### Provided passage

>> Start

The challenge of the west wind is also and often, intensely personal. Crises of confidence, of well-being and of relationship are common in a highly technological and competitive culture. Thorns of the flesh and spirit are numerous and real among us. These are some of the challenges of the west wind that are blowing today in the lives we live, the world we would influence, the society we would change.
It is tempting to avoid these challenges, to go with the wind. It would have been easy for the founders of the college to go with the wind. When Rasmus Bogstad faced an overcrowding problem in the early 1900’s, he might have said, “We’re full and that is it.” Instead, he had the audacity to literally connive the Board of Regents into building the grandest New Main in the region. President J.A. Aasgaard and friends might have been content with a very successful academy in the college’s third decade. And Paul J. Christiansen and his colleagues could have settled for a mixed chorus and a marching band. It is tempting to go with the wind in any age.
As individuals and institutions, it is tempting to go with self-interest instead of agape. I need not repeat the litany of data on the ascendancy of self-interest in the modern culture. The legal system reflects it in the emphasis on individual rights as over against community responsibility. The political system embodies it in campaigns for public office, which excuse slander in the name of winning results. Commerce justifies pornography and violence in the name of freedom of expression. If we go with the wind of self-interest, we will fail the mission of the gospel and this college.
Conformity is another ill wind. Life is a constant struggle for most of us between the authentic voice of faith within us, and the call of the crowd. It is tempting for colleges of the church to conform to the vision and values of their public counterparts. Avery Dulles, distinguished Roman Catholic theologian, said recently that he feared that Roman Catholic colleges and universities were on the slippery slope to secularism, that they would lose their distinctive vision and voice much as had the colonial colleges established by the church. It is true, of course, that the mission of a college like ours needs close tending, because the winds of conformity run strong. The ill winds blow. They are out there. To go with these winds is to deny our inheritance of faith and to turn our back on God’s grace.
In such circumstances we do well to remember the God of the west wind, who promises to be with us always, to the close of the age. Ours is a no-nonsense God, a God who knows about the challenges of the west wind and has faced those winds – poverty, injustice, doubt, temptation, loneliness – all of it. God knows the west wind better than we and that is why God has not left us to face it alone. In the west wind we always find God’s greatest gift, the gift of grace in the person of Jesus Christ. A gift from which nothing ever separates us – not bad grades or bad behavior, not career failure or unbelief, not intemperance or death itself. Best of all, it is a gift that frees us, that enables us. It permitted the saints of old to close the mouths of lions and quench the raging fires. It enabled the saints of our family to build a college on the prairie against the odds. Because so great a cloud of witnesses surrounds us, we may lay aside the weight of wind and sin and press on.

>> End

### Dataset records
>> Start

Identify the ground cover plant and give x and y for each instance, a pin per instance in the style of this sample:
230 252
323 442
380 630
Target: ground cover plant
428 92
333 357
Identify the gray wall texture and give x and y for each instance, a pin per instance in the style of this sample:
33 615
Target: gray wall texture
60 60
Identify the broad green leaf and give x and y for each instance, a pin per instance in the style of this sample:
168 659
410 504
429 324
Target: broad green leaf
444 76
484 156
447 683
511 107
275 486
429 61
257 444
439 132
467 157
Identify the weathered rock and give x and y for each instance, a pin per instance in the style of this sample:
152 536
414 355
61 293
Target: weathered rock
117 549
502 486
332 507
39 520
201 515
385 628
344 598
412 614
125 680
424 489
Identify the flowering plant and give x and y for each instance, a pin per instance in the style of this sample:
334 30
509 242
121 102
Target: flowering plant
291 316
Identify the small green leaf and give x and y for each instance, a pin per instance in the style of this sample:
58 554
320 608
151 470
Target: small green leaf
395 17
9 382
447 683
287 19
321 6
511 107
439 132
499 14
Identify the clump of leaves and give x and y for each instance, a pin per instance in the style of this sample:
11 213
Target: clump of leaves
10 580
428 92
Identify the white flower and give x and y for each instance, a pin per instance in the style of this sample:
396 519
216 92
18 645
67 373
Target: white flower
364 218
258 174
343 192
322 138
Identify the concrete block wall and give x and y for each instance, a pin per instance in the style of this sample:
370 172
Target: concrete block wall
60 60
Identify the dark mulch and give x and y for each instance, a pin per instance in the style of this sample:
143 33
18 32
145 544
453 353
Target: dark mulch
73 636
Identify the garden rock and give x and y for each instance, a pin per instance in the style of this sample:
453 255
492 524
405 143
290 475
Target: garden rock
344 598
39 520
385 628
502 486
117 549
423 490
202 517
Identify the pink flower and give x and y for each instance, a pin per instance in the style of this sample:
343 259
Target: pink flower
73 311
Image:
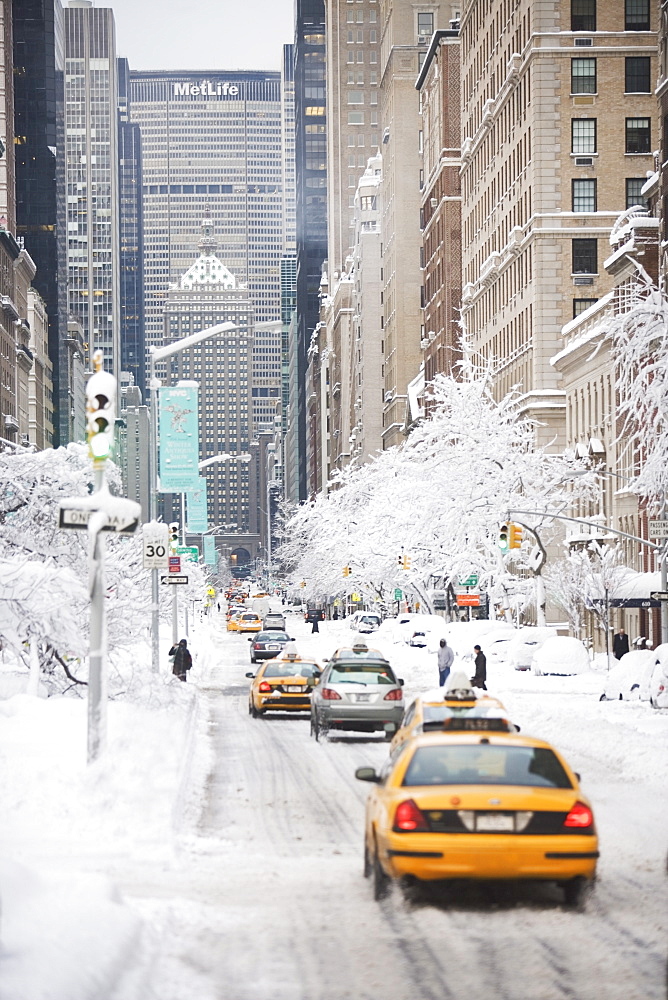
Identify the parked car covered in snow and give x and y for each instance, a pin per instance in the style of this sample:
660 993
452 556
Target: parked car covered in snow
629 678
560 654
525 643
658 685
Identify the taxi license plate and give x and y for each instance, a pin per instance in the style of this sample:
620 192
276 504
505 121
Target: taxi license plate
494 822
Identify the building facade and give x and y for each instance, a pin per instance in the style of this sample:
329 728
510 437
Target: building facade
559 122
211 139
91 178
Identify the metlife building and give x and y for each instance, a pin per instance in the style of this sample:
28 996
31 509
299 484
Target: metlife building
211 145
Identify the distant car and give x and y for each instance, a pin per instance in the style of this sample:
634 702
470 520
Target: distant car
561 654
524 644
273 620
267 644
629 678
492 806
357 693
282 685
658 687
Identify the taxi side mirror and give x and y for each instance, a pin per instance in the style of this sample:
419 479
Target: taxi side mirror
367 774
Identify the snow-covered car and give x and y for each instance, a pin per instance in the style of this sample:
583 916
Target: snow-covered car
525 643
561 654
658 685
629 678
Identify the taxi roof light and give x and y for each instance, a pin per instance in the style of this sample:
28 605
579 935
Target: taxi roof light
409 818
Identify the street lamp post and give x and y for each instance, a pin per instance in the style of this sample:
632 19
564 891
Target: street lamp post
161 354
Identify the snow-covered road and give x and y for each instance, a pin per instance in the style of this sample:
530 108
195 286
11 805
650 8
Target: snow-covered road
267 901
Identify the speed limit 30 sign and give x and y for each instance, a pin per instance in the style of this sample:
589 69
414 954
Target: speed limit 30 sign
155 540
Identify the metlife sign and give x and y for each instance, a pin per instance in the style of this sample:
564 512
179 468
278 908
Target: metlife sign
205 88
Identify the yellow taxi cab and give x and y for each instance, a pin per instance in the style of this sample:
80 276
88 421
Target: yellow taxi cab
478 805
247 621
283 684
439 711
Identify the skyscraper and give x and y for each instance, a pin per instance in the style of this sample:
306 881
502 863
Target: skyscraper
91 176
311 174
215 140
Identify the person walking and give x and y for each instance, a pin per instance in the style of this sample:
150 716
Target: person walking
446 658
480 676
183 661
620 644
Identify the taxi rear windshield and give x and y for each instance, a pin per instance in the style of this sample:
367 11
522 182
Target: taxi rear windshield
357 673
287 669
486 764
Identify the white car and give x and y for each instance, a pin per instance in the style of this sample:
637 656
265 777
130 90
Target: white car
629 678
658 685
525 643
562 655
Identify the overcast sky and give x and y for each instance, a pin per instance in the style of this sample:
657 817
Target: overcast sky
202 34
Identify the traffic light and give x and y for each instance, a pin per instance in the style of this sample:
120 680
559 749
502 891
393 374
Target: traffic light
515 539
100 412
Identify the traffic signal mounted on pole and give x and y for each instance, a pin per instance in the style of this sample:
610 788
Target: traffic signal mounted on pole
515 538
100 411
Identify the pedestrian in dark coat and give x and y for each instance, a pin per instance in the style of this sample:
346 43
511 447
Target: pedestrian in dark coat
620 644
480 676
183 661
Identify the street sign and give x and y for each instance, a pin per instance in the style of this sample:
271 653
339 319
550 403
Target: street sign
74 517
155 539
190 552
468 600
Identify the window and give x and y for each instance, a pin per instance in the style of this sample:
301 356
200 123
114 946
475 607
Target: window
637 75
636 15
579 305
584 195
585 256
637 135
425 24
633 188
583 76
583 15
583 135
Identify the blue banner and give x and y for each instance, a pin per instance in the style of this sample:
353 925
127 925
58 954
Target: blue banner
197 518
210 554
179 438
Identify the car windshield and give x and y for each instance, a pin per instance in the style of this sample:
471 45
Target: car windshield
357 673
287 669
485 764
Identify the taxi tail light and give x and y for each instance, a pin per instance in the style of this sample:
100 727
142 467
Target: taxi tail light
580 816
394 695
409 818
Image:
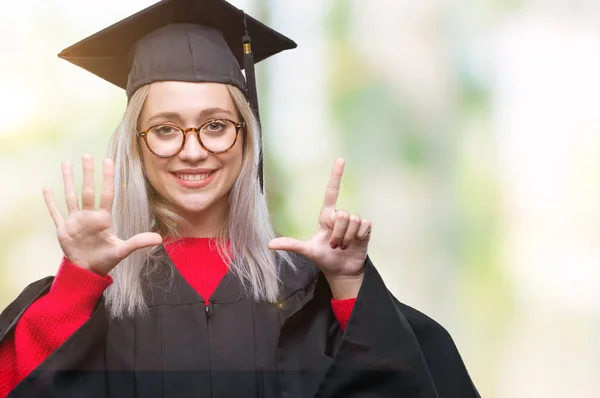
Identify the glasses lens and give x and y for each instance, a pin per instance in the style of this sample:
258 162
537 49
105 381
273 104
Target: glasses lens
165 140
218 135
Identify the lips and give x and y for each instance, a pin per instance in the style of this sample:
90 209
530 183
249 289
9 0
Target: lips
194 178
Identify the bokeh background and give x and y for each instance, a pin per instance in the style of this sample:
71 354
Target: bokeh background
471 132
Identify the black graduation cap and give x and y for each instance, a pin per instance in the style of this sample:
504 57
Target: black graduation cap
182 40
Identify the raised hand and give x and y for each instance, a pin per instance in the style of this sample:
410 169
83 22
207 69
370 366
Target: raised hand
87 236
339 245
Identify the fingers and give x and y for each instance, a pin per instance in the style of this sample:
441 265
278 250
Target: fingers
145 239
70 192
342 219
333 187
348 229
364 232
350 234
108 186
54 212
87 191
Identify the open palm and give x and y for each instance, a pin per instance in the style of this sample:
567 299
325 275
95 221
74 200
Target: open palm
87 236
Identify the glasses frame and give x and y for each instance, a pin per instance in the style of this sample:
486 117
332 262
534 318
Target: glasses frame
238 127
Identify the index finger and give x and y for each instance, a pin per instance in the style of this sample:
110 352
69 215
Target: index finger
333 187
108 186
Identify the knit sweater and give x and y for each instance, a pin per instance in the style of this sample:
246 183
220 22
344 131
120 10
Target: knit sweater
54 317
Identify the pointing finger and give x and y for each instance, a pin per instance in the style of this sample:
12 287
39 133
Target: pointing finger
108 186
342 219
69 184
351 231
333 187
54 212
87 191
364 232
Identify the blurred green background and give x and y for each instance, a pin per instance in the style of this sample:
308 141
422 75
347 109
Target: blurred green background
471 134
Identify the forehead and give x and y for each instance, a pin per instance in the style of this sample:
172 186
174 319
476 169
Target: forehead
186 99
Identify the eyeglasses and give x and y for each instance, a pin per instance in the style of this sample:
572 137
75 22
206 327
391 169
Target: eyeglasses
216 136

>> End

### To be done
**A)** According to the passage, what problem did Rasmus Bogstad face in the early 1900's?
**B)** Please extract every line of the rows that contains the word "eyeglasses", matching case exactly.

### Results of the tasks
**A)** An overcrowding problem.

**B)**
Identify the eyeglasses and give x and y for each instance, a pin per instance in the style of this sample:
Target: eyeglasses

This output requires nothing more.